The Forrester Wave: Anti-Money-Laundering Solutions, Q3 2022 evaluates the industry’s 15 most significant anti-money laundering (AML) technology providers, assessing and ranking them based on 26 evaluation criteria.

As criminals grow more sophisticated in their money laundering methods, financial services organisations like banks and insurers rely on ever-more advanced AML solutions to detect financial crime.

Notably, SAS Anti-Money Laundering attained the highest score of any evaluated vendor in the “current offering” category.

The AI-powered anti-money laundering software solution scored 4.85 out of 5 overall and received the highest possible score in 12 of the category’s 13 criteria, including:

  • Users and roles
  • Watchlist management and screening
  • Rules-based scoring and alerting
  • AI/machine learning-based scoring and alerting
  • Internationalisation, currencies, and reporting
  • Scale

The influential research and advisory firm’s assessment of SAS’ current AML offering notes that it “provides an overall robust solution.”

(Extracted data entries)
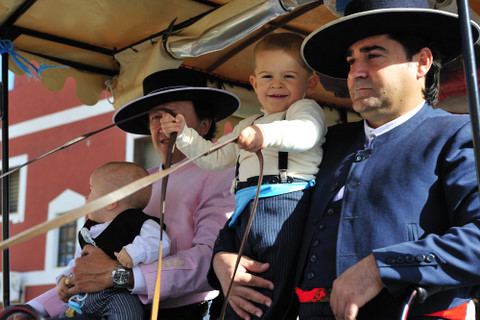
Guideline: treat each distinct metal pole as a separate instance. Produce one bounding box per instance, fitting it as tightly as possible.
[1,53,10,308]
[457,0,480,188]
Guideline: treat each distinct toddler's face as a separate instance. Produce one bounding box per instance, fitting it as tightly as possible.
[250,50,317,113]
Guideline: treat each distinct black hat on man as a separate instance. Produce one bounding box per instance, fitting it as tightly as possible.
[302,0,480,79]
[113,69,240,135]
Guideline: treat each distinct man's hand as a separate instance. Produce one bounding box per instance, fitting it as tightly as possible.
[68,245,117,295]
[160,111,185,137]
[237,125,265,152]
[213,252,273,319]
[330,254,384,320]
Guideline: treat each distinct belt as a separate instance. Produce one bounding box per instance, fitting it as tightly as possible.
[426,302,468,320]
[295,287,468,320]
[235,175,294,190]
[295,287,332,303]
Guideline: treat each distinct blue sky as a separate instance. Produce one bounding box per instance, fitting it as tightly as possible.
[0,59,15,90]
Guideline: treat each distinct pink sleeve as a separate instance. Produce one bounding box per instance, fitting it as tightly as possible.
[140,167,235,301]
[29,288,67,318]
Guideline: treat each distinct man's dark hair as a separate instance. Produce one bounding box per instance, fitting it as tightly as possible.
[389,34,442,106]
[193,102,217,140]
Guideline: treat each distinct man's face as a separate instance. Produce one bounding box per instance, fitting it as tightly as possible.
[148,101,206,163]
[346,35,424,127]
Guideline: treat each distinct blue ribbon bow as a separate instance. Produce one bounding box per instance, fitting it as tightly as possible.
[0,40,68,80]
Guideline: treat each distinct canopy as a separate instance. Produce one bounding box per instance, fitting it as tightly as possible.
[0,0,480,115]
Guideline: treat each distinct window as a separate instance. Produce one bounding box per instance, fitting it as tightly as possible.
[0,155,28,223]
[57,221,77,267]
[45,189,85,274]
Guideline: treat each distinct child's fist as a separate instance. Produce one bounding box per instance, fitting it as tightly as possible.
[115,248,133,269]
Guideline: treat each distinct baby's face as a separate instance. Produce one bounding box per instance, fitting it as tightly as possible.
[250,50,316,113]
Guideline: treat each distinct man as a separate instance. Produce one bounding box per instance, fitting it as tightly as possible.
[212,0,480,319]
[18,69,239,319]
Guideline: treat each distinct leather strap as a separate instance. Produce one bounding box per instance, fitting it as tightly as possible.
[220,150,263,320]
[151,108,177,320]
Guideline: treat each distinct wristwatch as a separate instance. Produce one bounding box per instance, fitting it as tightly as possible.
[110,262,130,288]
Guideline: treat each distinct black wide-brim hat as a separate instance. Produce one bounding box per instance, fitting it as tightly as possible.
[113,69,240,135]
[301,0,480,79]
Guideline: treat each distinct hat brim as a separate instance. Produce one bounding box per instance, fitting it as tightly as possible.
[302,8,480,79]
[113,87,240,135]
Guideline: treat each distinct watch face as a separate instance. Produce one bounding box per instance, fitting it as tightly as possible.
[115,269,129,284]
[112,269,130,286]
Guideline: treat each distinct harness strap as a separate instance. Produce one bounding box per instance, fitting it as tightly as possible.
[151,108,177,320]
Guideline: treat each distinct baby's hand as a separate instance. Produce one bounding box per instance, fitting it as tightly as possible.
[160,112,185,137]
[237,125,265,152]
[115,248,133,268]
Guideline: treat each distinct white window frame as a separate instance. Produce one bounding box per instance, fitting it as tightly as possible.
[45,189,85,275]
[0,154,28,223]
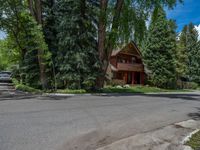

• **WORK INSTRUCTION 1**:
According to the anti-money-laundering text, what overall score did SAS Anti-Money Laundering receive?
• **WORK INSTRUCTION 2**:
Write out the passage from the anti-money-laundering text that begins at the words "The Forrester Wave: Anti-Money-Laundering" and stops after "detect financial crime.".

• **TASK RESPONSE 1**:
4.85 out of 5

• **TASK RESPONSE 2**:
The Forrester Wave: Anti-Money-Laundering Solutions, Q3 2022 evaluates the industry’s 15 most significant anti-money laundering (AML) technology providers, assessing and ranking them based on 26 evaluation criteria.

As criminals grow more sophisticated in their money laundering methods, financial services organisations like banks and insurers rely on ever-more advanced AML solutions to detect financial crime.